La justice algérienne doit rendre mardi son verdict dans le procès pour corruption, historique, de deux anciens Premiers ministres de l‘ère Bouteflika, jugés avec d’autres anciens hauts dirigeants politiques et des grands patrons.

Le procureur a requis de lourdes peines d’emprisonnement contre les 18 accusés présents dans le box, poursuivis pour une série de malversations touchant le secteur automobile et le financement électoral “occulte” d’Abdelaziz Bouteflika, contraint en avril à la démission par un mouvement de contestation populaire inédit.

Il a réclamé une peine de 20 ans de prison ferme à l’encontre de deux anciens chefs de gouvernement, Ahmed Ouyahia et Abdelmalek Sellal.

C’est la première fois depuis l’indépendance en 1962 qu‘étaient jugés des dirigeants de ce rang, et pas n’importe lesquels.

Ahmed Ouyahia, 67 ans, fut quatre fois Premier ministre entre 1995 et 2019, dont trois fois durant les 20 ans de présidence Bouteflika, et Abdelmalek Sellal, 71 ans, dirigea le gouvernement de 2014 à 2017 et quatre campagnes électorales du président déchu.

Le procureur a demandé la même peine, 20 ans de prison, par contumace, pour Abdeslam Bouchouareb, ancien ministre de l’Industrie, en fuite à l‘étranger, et l‘émission d’un mandat d’arrêt international.

Les autres peines requises vont de huit ans d’emprisonnement jusqu‘à 15 ans pour deux ex-ministres de l’Industrie, Mahdjoub Bedda et Youcef Yousfi. Sans compter la confiscation de biens de tous les accusés.

Scandale automobile

Prenant la parole dimanche, pour la dernière fois avant le verdict, les principaux prévenus ont protesté de leur “innocence”.
━━━━━━
Reproduisez intégralement l'article sur le procès pour corruption en Algérie, sans en modifier un seul mot.

Enregistrements de données de pointage
━━━━━━
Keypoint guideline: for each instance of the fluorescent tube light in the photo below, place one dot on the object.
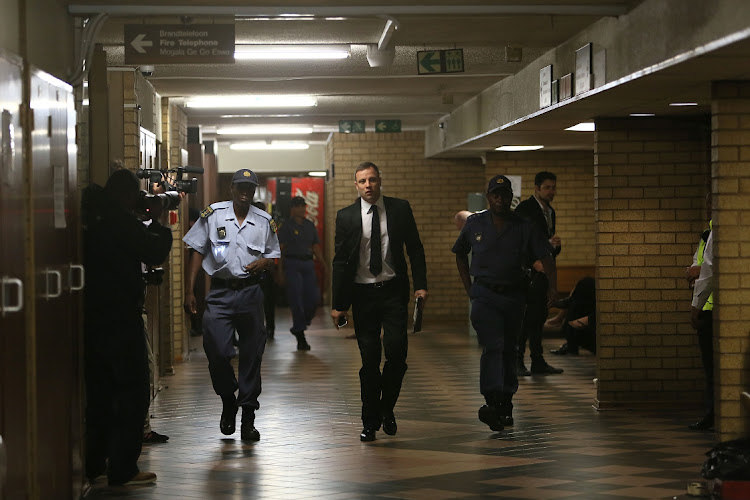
(290, 52)
(260, 145)
(252, 101)
(518, 148)
(583, 127)
(264, 130)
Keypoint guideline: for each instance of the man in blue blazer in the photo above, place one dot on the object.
(370, 275)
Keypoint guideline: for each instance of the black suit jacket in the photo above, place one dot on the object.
(529, 209)
(402, 232)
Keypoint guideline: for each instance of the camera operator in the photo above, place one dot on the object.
(116, 243)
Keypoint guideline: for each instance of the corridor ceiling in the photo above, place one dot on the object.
(351, 89)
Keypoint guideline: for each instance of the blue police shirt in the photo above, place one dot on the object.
(500, 257)
(228, 247)
(298, 239)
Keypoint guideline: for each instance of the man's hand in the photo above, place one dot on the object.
(695, 317)
(189, 305)
(335, 315)
(258, 266)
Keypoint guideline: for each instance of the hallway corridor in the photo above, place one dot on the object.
(309, 423)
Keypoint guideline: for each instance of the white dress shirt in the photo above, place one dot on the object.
(704, 285)
(363, 271)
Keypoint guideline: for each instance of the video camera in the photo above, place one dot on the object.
(173, 182)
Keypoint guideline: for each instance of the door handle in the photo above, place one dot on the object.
(6, 284)
(49, 293)
(74, 269)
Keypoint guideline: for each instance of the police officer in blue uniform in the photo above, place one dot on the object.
(500, 243)
(234, 242)
(299, 244)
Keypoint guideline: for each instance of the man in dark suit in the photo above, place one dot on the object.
(538, 210)
(370, 275)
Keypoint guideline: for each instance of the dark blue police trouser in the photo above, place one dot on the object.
(497, 320)
(372, 308)
(117, 395)
(302, 291)
(226, 311)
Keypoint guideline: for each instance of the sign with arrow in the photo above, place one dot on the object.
(179, 43)
(385, 126)
(430, 62)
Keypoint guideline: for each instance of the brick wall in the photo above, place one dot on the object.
(651, 181)
(574, 202)
(730, 155)
(436, 190)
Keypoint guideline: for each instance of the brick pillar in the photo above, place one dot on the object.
(730, 154)
(650, 184)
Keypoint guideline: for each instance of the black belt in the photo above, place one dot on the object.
(236, 284)
(377, 284)
(496, 287)
(298, 257)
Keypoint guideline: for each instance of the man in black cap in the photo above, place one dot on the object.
(501, 244)
(299, 243)
(234, 242)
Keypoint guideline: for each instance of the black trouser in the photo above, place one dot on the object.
(117, 396)
(373, 308)
(705, 342)
(534, 318)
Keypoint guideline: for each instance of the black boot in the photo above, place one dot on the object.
(490, 413)
(302, 344)
(506, 410)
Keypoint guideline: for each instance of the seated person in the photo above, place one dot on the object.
(579, 326)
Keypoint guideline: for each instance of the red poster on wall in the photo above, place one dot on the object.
(312, 189)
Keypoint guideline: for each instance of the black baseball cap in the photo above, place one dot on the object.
(245, 175)
(499, 182)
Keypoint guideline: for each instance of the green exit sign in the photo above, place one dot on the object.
(440, 61)
(386, 126)
(352, 126)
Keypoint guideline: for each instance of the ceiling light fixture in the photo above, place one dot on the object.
(518, 148)
(252, 101)
(288, 52)
(275, 145)
(264, 130)
(583, 127)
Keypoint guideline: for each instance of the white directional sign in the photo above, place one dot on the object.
(179, 43)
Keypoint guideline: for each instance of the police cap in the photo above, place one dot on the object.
(499, 182)
(298, 201)
(245, 175)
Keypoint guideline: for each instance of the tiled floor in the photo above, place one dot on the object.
(309, 422)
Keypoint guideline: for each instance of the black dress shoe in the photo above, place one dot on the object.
(367, 434)
(228, 416)
(545, 369)
(703, 424)
(389, 425)
(248, 432)
(489, 416)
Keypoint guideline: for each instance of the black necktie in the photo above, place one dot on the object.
(376, 259)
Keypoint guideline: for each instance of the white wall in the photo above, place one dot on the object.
(268, 162)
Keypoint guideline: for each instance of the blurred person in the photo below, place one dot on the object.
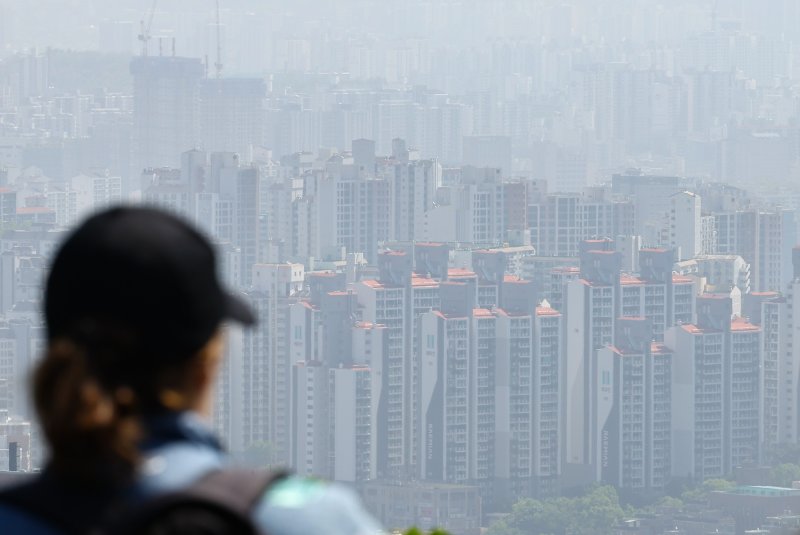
(134, 311)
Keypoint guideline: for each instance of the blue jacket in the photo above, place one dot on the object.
(179, 450)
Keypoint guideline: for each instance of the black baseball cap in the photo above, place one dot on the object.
(142, 271)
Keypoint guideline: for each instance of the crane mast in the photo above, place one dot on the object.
(144, 31)
(218, 64)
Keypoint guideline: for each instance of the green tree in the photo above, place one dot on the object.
(597, 512)
(784, 474)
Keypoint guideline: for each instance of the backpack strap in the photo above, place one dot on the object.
(235, 489)
(229, 494)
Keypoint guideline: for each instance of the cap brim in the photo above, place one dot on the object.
(237, 310)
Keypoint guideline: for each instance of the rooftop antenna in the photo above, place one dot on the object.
(218, 64)
(714, 16)
(144, 33)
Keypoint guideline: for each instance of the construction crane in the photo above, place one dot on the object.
(144, 33)
(218, 64)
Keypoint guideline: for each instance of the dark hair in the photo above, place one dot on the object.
(91, 398)
(93, 431)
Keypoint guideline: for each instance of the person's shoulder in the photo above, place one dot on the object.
(296, 505)
(16, 522)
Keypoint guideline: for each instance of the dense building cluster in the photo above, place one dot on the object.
(481, 273)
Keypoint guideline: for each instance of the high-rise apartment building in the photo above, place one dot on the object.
(165, 109)
(716, 392)
(634, 408)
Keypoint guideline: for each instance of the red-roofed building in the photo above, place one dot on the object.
(716, 392)
(633, 409)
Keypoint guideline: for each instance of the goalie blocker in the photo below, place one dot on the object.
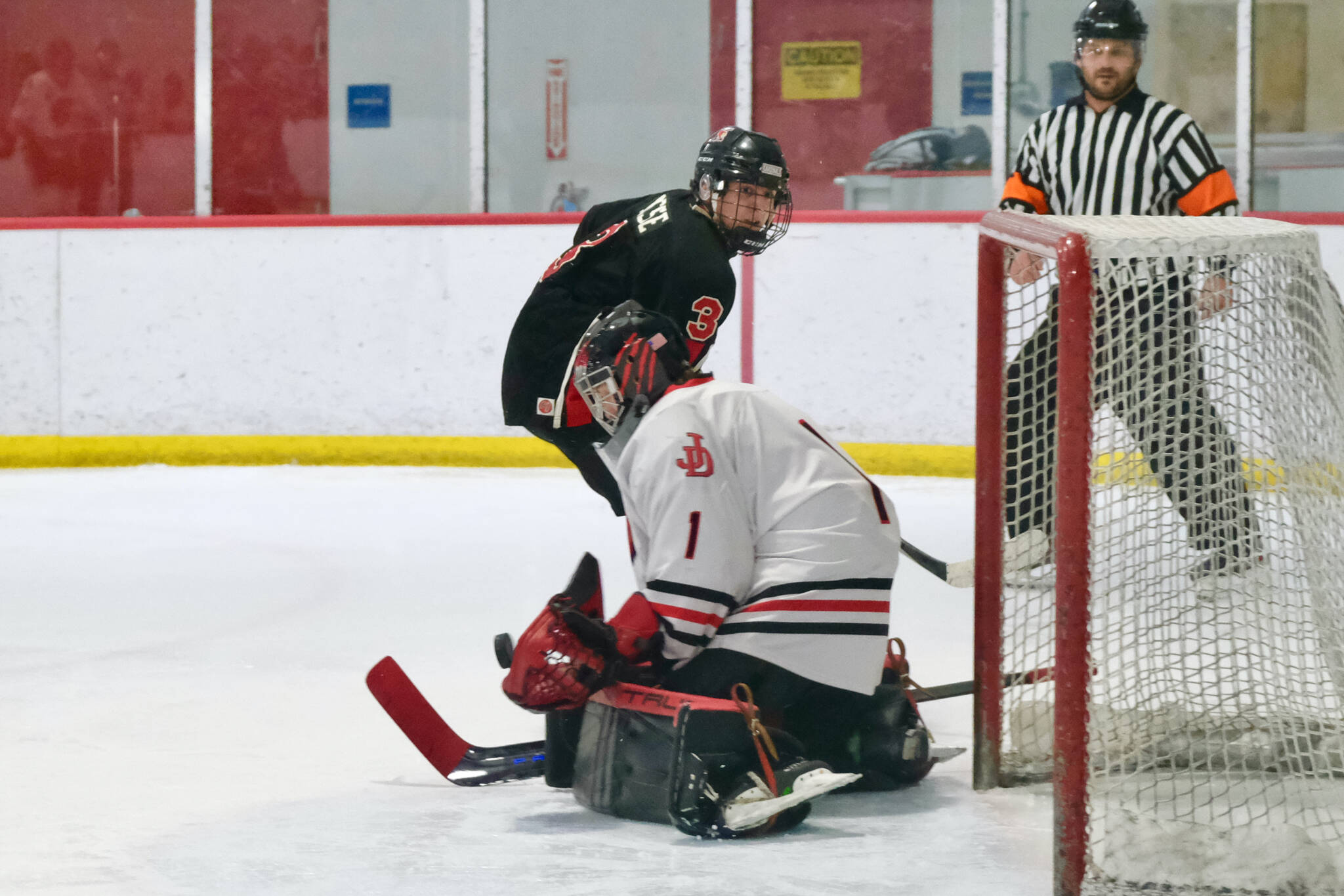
(710, 766)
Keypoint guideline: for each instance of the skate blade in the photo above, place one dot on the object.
(808, 786)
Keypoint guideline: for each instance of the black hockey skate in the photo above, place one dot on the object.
(746, 805)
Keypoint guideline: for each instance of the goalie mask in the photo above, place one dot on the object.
(627, 360)
(742, 180)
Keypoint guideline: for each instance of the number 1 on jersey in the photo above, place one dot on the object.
(694, 537)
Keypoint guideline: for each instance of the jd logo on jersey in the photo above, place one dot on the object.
(698, 460)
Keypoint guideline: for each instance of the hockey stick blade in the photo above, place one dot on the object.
(1022, 552)
(457, 761)
(931, 563)
(963, 688)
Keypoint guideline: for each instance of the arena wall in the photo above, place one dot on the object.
(381, 339)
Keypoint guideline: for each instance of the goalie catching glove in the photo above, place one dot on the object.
(569, 653)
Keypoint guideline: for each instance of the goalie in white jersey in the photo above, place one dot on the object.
(750, 531)
(764, 556)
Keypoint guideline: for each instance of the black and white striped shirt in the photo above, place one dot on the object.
(1141, 156)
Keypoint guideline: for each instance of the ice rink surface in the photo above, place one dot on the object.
(183, 710)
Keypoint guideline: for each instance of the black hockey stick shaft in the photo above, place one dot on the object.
━━━━━━
▶ [Réponse]:
La justice algérienne doit rendre mardi son verdict dans le procès pour corruption, historique, de deux anciens Premiers ministres de l‘ère Bouteflika, jugés avec d’autres anciens hauts dirigeants politiques et des grands patrons.

Le procureur a requis de lourdes peines d’emprisonnement contre les 18 accusés présents dans le box, poursuivis pour une série de malversations touchant le secteur automobile et le financement électoral “occulte” d’Abdelaziz Bouteflika, contraint en avril à la démission par un mouvement de contestation populaire inédit.

Il a réclamé une peine de 20 ans de prison ferme à l’encontre de deux anciens chefs de gouvernement, Ahmed Ouyahia et Abdelmalek Sellal.

C’est la première fois depuis l’indépendance en 1962 qu‘étaient jugés des dirigeants de ce rang, et pas n’importe lesquels.

Ahmed Ouyahia, 67 ans, fut quatre fois Premier ministre entre 1995 et 2019, dont trois fois durant les 20 ans de présidence Bouteflika, et Abdelmalek Sellal, 71 ans, dirigea le gouvernement de 2014 à 2017 et quatre campagnes électorales du président déchu.

Le procureur a demandé la même peine, 20 ans de prison, par contumace, pour Abdeslam Bouchouareb, ancien ministre de l’Industrie, en fuite à l‘étranger, et l‘émission d’un mandat d’arrêt international.

Les autres peines requises vont de huit ans d’emprisonnement jusqu‘à 15 ans pour deux ex-ministres de l’Industrie, Mahdjoub Bedda et Youcef Yousfi. Sans compter la confiscation de biens de tous les accusés.

Scandale automobile

Prenant la parole dimanche, pour la dernière fois avant le verdict, les principaux prévenus ont protesté de leur “innocence”.